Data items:
----
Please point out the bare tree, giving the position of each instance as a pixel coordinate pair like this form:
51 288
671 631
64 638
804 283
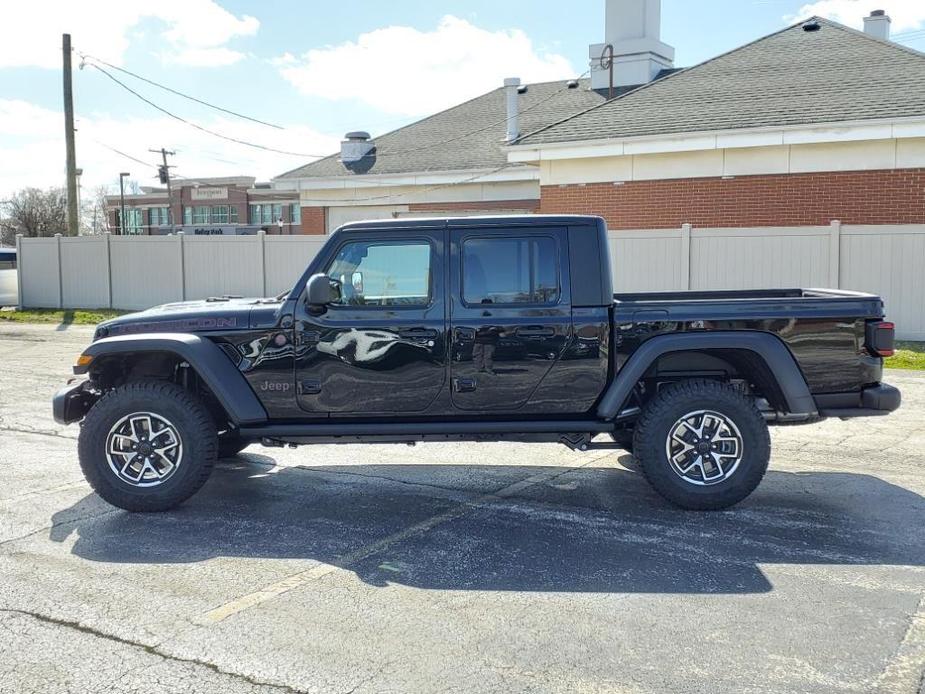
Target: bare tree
34 212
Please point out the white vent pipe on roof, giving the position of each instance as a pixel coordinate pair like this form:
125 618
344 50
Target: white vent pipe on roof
878 25
513 118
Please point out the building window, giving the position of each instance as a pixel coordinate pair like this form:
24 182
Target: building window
134 221
504 270
202 215
159 217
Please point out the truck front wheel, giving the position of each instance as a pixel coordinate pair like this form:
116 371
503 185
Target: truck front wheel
702 444
147 446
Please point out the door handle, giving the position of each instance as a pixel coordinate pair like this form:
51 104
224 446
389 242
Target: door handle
534 331
417 333
464 385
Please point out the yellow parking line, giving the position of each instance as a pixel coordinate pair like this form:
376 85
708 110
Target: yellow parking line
316 572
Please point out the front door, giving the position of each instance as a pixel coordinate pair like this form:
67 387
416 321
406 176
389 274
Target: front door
382 348
510 315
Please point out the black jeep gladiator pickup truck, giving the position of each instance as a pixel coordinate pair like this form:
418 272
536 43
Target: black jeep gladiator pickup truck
473 329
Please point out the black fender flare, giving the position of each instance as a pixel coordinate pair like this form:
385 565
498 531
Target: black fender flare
766 346
215 369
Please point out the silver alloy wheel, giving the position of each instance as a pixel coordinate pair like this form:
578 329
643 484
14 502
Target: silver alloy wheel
704 447
144 449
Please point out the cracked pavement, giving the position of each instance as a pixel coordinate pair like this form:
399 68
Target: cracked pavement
459 567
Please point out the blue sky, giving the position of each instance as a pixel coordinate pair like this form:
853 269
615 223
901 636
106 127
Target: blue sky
319 69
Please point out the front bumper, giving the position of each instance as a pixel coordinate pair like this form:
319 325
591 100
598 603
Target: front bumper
878 399
71 403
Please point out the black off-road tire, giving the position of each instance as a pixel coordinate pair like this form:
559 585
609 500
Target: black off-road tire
190 418
230 446
654 429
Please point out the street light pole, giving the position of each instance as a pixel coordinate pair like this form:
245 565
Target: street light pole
122 177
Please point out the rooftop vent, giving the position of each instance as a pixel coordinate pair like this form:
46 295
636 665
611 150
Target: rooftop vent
878 25
511 89
355 146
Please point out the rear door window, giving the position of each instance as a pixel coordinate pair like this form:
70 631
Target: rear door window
510 270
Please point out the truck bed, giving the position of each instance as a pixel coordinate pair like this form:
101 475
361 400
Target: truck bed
746 303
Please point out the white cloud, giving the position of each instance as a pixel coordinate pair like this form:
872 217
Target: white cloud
403 70
204 57
194 31
905 14
33 138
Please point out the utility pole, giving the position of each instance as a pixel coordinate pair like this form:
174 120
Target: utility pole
72 218
164 175
122 177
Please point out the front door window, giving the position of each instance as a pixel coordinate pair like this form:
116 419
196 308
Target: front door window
381 274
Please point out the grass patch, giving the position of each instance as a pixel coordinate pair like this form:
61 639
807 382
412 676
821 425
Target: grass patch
909 355
63 317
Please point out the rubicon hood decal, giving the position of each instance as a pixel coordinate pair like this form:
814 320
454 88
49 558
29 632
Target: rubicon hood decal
173 326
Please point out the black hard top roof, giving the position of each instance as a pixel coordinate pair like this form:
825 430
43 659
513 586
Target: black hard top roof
----
TASK DESCRIPTION: Can you copy all of the entries above word for word, leaving out the pictures?

RESULT OF THE EXERCISE:
Please point out the bare tree, giving the position of each instance as a pixel coordinate pair like this form:
51 288
671 631
64 638
804 283
Target: bare tree
34 212
Please point out the white vent pipe on roof, giving the position of each instance as a pixel coordinate pair like this form:
125 618
344 50
Target: white vent pipe on roof
878 25
513 118
Please point out the building window, giving the position of each instance as a pixel coordinate pair like this form:
24 182
Target: building window
134 221
504 270
202 215
159 217
Please point out the truck front wheel, giving the position of each instance as a pixel coordinate pair like this form:
116 371
503 185
Target: truck front wheel
702 444
147 446
Please point out the door handle, giving the position of each instance as a pixel coordinate pair like this form:
51 104
224 446
389 242
Target: door handle
534 331
417 333
464 385
Please point out the yellow parking line, giving the position of each instance as a pixel coordinate pair like this form:
376 85
708 110
Target: yellow parking line
316 572
Please point out the front door, giving the position of each instance as a pixel coordinate pair like this form:
67 387
416 321
406 176
389 274
Target: front door
382 348
510 315
Please point out the black jeep gladiator pickup truck, giving the position of each instance as a pixel coordinate pair like this form:
418 272
536 43
Target: black jeep gladiator pickup truck
473 329
Please point out the black fender flare, giving the position of each instance as a pixel coordinate pair like this form:
385 565
498 531
Target: black fender flare
766 346
215 369
Please point out the silver alloy wheel, giving the position of each instance as a pixel coordinate pair like this form:
578 329
643 484
14 502
Target: silver alloy wheel
704 447
144 449
Please point out the cracked pavement, giving the position of each instance as a pixel coordinate pair like this form:
399 68
Target: cracked pavement
459 567
Please point out the blue sky, giving the position of each instance as a pixel coordinate pair like this form:
853 269
615 223
901 636
106 127
Target: blue sky
319 69
Please point out the front bumper, giving the position of each instance as a pixel coordinate pair like this form:
319 325
591 100
598 603
Target: front bumper
878 399
71 403
Please point out the black off-road tire, giving the position of each instance as a pixel coordinate pair like this form:
559 585
609 500
Target: black off-road tire
190 418
230 446
654 429
Please point out the street light pole, giving the position of each instance as a pixel coordinate pair like this form:
245 565
Target: street light pole
122 177
Please point out the rooftop vent, giving the position of each instance as a pixel coordinate pair like this form:
46 295
636 665
611 150
Target: rooftop vent
878 25
511 89
355 146
Please point out the rear door window, giving the position of each instance as a pixel coordinate pair like this form:
70 631
Target: rear door window
510 270
Please point out the truck bed, giving the position of each instance as a pixel coordinate pair like this form:
101 475
361 400
Target: truck bed
746 303
Please point out the white cloud, giving the position of each instance as a pixel coordinate pair like this form:
872 217
Target: white cloud
403 70
204 57
194 31
905 14
33 138
Please point out the utility pole, giving the position of each instance as a pixel coordinate pair like this form:
174 120
Target: utility pole
72 218
164 175
122 177
Please point out the front door window, giving the position of each instance as a pixel coordinate pair like this form:
116 419
196 308
Target: front door window
381 274
Please point out the grass patch, giving the position of each instance as a pixel coordinate pair like this form:
61 639
807 382
412 676
821 425
Target: grass patch
909 355
63 317
Please point out the rubicon hood decal, giving the position of each instance as a pixel coordinate pair like this form:
814 320
454 88
49 558
29 632
Target: rubicon hood decal
173 326
Please point out the black hard top roof, giving the position of each instance as a pixel coordinate pair like this form:
825 430
43 659
513 586
Target: black hard top roof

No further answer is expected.